Text excerpt =

More debris in Gaza than Ukraine: UN

More debris in Gaza than Ukraine: UN

GENEVA

Gaza is filled with more debris and rubble than Ukraine, the U.N. has said, with the mammoth task of clearing it made all the more costly and dangerous by the sheer amount of asbestos and unexploded ordnance.

The United Nations Mine Action Service (UNMAS) estimated the amount of debris in the Gaza Strip at 37 million tons in mid-April, or 300 kilograms per square meter.

"Gaza has more rubble than Ukraine, and to put that in perspective, the Ukrainian front line is 600 miles [nearly 1,000 kilometers] long, and Gaza is 25 miles [40 km] long," said Mungo Birch, head of the UNMAS program in the Palestinian territories.

But the volume of rubble is not the only problem, said UNMAS.

"This rubble is likely heavily contaminated with UXO [unexploded ordnance], but its clearance will be further complicated by other hazards in the rubble," Birch told journalists in Geneva.

"There's estimated to be over 800,000 tons of asbestos, for instance, alone in the Gaza rubble." The cancer-causing mineral used in construction requires special precautions when handling.

It is generally estimated that 10 to 15 percent of the munitions fired do not explode on impact and therefore represent a lasting danger for civilian populations.

Birch said he hoped UNMAS, which works to mitigate the threats posed by all types of explosive ordnance, would become the coordination body for mine action in Gaza.

It has secured $5 million of funding but needs a further $40 million to continue its work in Gaza over the next 12 months. He emphasized that a complete cleanup would require more than $100 million.

Assigned task = According to the Gaza debris report, why will clearing the rubble in Gaza be so costly and dangerous? Answer in one to three sentences.

Material shown =
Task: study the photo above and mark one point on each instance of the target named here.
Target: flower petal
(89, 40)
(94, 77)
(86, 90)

Your response = Beyond its sheer volume, the rubble is likely heavily contaminated with unexploded ordnance, and an estimated 10 to 15 percent of fired munitions fail to explode on impact, leaving a lasting danger. It also holds an estimated 800,000 tons of asbestos, a cancer-causing mineral that requires special precautions when handled.